Instruction -> Rewrite every line of the listing below as a numbered list, skipping blank lines. Leave the pictures out of your answer.
--- Begin Material for this task ---
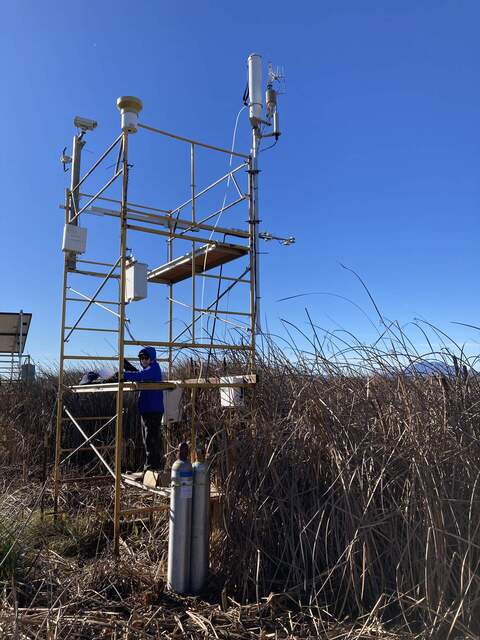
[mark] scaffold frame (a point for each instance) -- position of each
(206, 253)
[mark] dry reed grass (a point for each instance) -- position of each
(350, 488)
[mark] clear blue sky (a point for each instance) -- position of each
(378, 168)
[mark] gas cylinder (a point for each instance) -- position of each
(180, 521)
(199, 559)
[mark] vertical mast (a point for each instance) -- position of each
(255, 113)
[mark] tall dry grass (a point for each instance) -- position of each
(348, 484)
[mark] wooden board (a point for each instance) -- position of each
(206, 257)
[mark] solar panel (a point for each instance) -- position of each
(11, 333)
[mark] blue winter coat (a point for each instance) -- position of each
(148, 401)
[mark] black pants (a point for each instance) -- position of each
(153, 440)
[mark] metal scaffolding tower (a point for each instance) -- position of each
(197, 249)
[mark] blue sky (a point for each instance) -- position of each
(377, 168)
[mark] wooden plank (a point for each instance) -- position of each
(205, 258)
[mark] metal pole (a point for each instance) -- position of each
(58, 431)
(255, 221)
(192, 169)
(121, 347)
(77, 146)
(252, 248)
(20, 346)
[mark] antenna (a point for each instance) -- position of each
(255, 103)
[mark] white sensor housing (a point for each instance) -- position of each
(255, 88)
(129, 108)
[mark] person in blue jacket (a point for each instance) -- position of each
(150, 406)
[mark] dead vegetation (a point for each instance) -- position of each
(351, 510)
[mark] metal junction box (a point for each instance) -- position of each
(74, 238)
(136, 281)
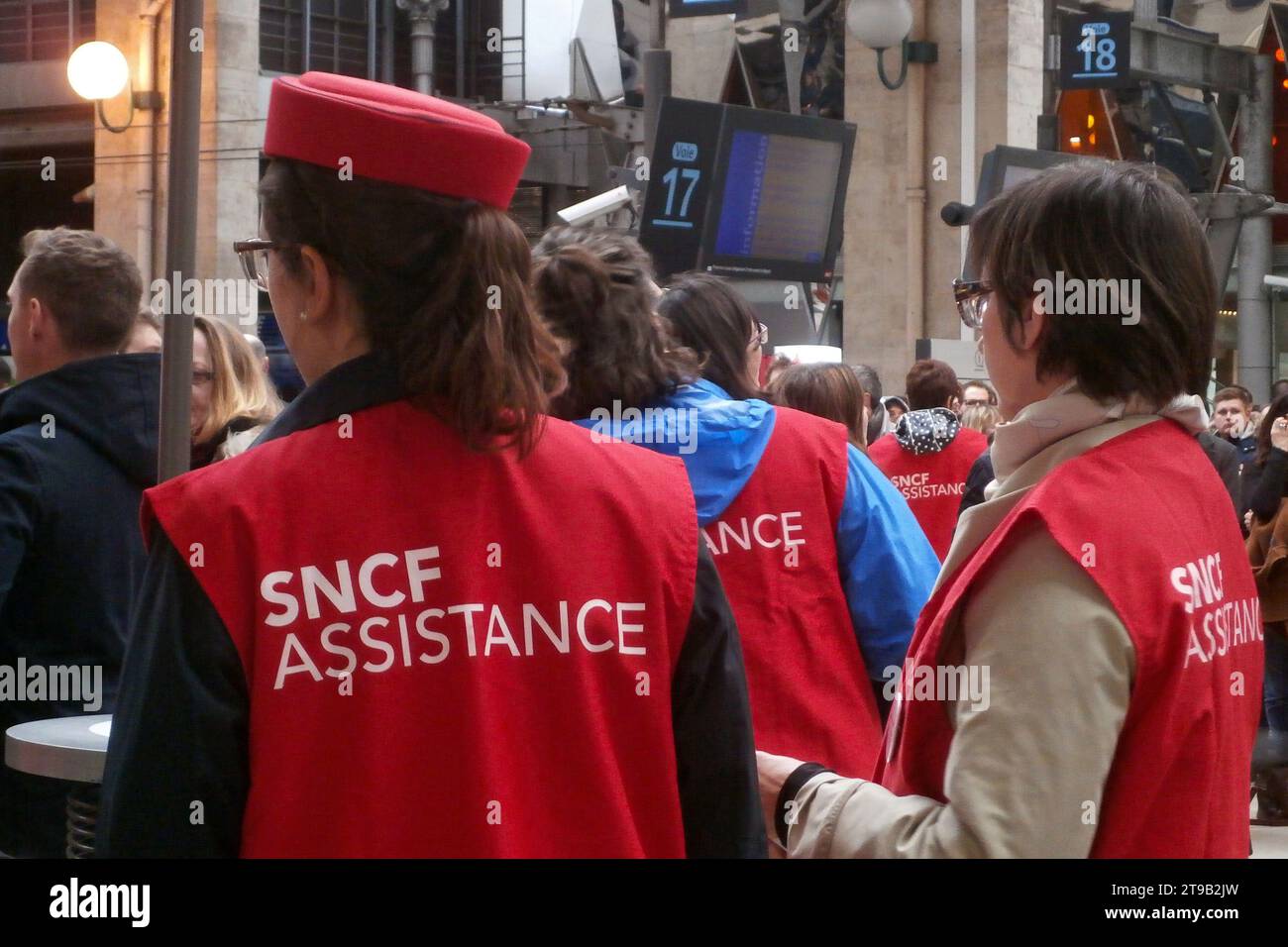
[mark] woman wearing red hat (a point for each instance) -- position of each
(419, 617)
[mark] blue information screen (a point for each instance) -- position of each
(778, 197)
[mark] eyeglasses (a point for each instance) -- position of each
(254, 260)
(971, 298)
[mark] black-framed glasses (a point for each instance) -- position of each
(971, 298)
(254, 258)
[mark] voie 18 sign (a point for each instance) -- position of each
(1095, 51)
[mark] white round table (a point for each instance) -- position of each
(65, 748)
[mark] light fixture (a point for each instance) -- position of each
(98, 71)
(884, 24)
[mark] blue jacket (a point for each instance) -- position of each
(888, 567)
(77, 447)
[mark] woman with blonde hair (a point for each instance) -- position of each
(232, 399)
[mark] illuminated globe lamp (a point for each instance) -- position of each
(98, 71)
(884, 24)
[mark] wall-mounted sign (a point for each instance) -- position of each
(1095, 51)
(746, 192)
(706, 8)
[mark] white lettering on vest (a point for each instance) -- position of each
(768, 531)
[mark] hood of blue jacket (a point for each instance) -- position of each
(719, 440)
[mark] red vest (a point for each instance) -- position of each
(776, 551)
(1140, 514)
(931, 483)
(449, 654)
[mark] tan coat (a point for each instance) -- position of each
(1024, 774)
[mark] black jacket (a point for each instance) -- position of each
(1228, 462)
(77, 446)
(180, 732)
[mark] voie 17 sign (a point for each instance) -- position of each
(1095, 51)
(675, 204)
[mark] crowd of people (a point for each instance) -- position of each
(541, 562)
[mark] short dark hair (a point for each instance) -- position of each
(443, 289)
(977, 382)
(1274, 411)
(149, 318)
(90, 286)
(1106, 221)
(931, 382)
(708, 316)
(593, 289)
(823, 389)
(1234, 393)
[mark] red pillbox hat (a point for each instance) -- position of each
(393, 134)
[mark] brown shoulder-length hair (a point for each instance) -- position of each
(708, 316)
(443, 289)
(239, 386)
(825, 389)
(1094, 222)
(596, 292)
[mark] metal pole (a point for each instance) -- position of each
(791, 16)
(1048, 124)
(423, 14)
(180, 237)
(460, 50)
(386, 43)
(1254, 240)
(657, 75)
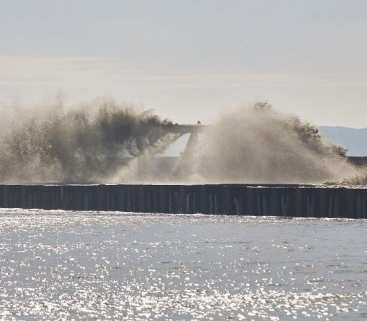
--- End Material for this task ---
Answer to the task ->
1. [mark] scaffold frame (a point for each instance) -- position of each
2. (206, 253)
3. [mark] dry reed grass (a point for each instance) -- position of each
4. (350, 488)
5. [mark] clear blue sky (a point for each instance) -- position of each
6. (378, 168)
7. [mark] gas cylinder (a point for each instance) -- position of each
8. (180, 521)
9. (199, 559)
10. [mark] vertical mast (a point for each instance) -- position of each
11. (255, 113)
12. [mark] tall dry grass (a point for each instance) -- position of each
13. (348, 484)
14. [mark] wooden board (a point for each instance) -- position of each
15. (206, 257)
16. [mark] solar panel (a point for each instance) -- position of each
17. (11, 333)
18. [mark] blue winter coat (a point for each instance) -- position of each
19. (148, 401)
20. [mark] black pants (a point for each instance) -- position of each
21. (153, 440)
22. [mark] metal scaffolding tower (a point for each instance) -- position of each
23. (197, 249)
24. [mark] blue sky (a point for each instance) -- position of each
25. (377, 168)
26. [mark] wooden plank (a point for each instance) -- position of each
27. (205, 258)
28. [mark] metal pole (a point for each instance) -- position of each
29. (58, 431)
30. (255, 221)
31. (192, 169)
32. (121, 347)
33. (77, 146)
34. (252, 248)
35. (20, 346)
36. [mark] antenna (a point for each instance) -- position of each
37. (255, 103)
38. [mark] white sensor housing (a point for each instance) -- position of each
39. (255, 88)
40. (129, 108)
41. [mark] person in blue jacket (a point for each instance) -- position of each
42. (150, 406)
43. [mark] dead vegetation (a point for each instance) -- position of each
44. (351, 510)
45. [mark] metal junction box (a point for each instance) -- position of each
46. (74, 238)
47. (136, 281)
48. [mark] woman wearing red hat (a point for each instance) -- position of each
49. (419, 617)
50. [mark] blue information screen (a point for each instance) -- position of each
51. (778, 197)
52. [mark] eyeglasses (a point for each instance) -- position of each
53. (254, 260)
54. (971, 298)
55. [mark] black-framed glasses (a point for each instance) -- position of each
56. (971, 298)
57. (254, 258)
58. [mark] voie 18 sign (a point for each instance) -- position of each
59. (1095, 51)
60. [mark] white round table (a point for each instance) -- position of each
61. (65, 748)
62. [mark] light fixture (a point for each instance) -- position of each
63. (98, 71)
64. (884, 24)
65. [mark] blue jacket (a point for each instance) -- position of each
66. (888, 567)
67. (77, 447)
68. [mark] woman with blonde hair (a point for each instance) -- position of each
69. (232, 399)
70. [mark] illuminated globe lamp (a point for each instance) -- position of each
71. (98, 71)
72. (884, 24)
73. [mark] wall-mounted sign (a point for each instance) -- position of each
74. (1095, 51)
75. (746, 192)
76. (706, 8)
77. [mark] white lettering on vest (a point for each instance) -- position of each
78. (768, 531)
79. [mark] hood of blue jacket (a point for each instance) -- position of each
80. (719, 440)
81. [mark] red vest (a point for each instance) -- position of each
82. (776, 551)
83. (1140, 514)
84. (931, 483)
85. (449, 654)
86. [mark] tan coat (a point for each instance) -- position of each
87. (1024, 774)
88. [mark] black jacket (a point for each instance) -- position of each
89. (1228, 462)
90. (77, 446)
91. (180, 732)
92. [mark] voie 17 sign (a point for each instance) -- position of each
93. (1095, 51)
94. (675, 204)
95. [mark] crowd of people (a point for each instance) -- position of each
96. (541, 562)
97. [mark] short dark hair (a point for each instance) -- position of each
98. (443, 289)
99. (977, 382)
100. (1274, 411)
101. (149, 318)
102. (90, 286)
103. (1106, 221)
104. (931, 382)
105. (708, 316)
106. (593, 289)
107. (823, 389)
108. (1234, 393)
109. [mark] red pillbox hat (a point for each instance) -- position of each
110. (393, 134)
111. [mark] brown shoulder-length hair (a point for each instance) -- position of each
112. (708, 316)
113. (443, 289)
114. (239, 386)
115. (825, 389)
116. (1094, 222)
117. (596, 292)
118. [mark] metal pole (a point for each instance) -- position of each
119. (791, 16)
120. (1048, 124)
121. (423, 14)
122. (180, 237)
123. (460, 50)
124. (386, 43)
125. (1254, 240)
126. (657, 75)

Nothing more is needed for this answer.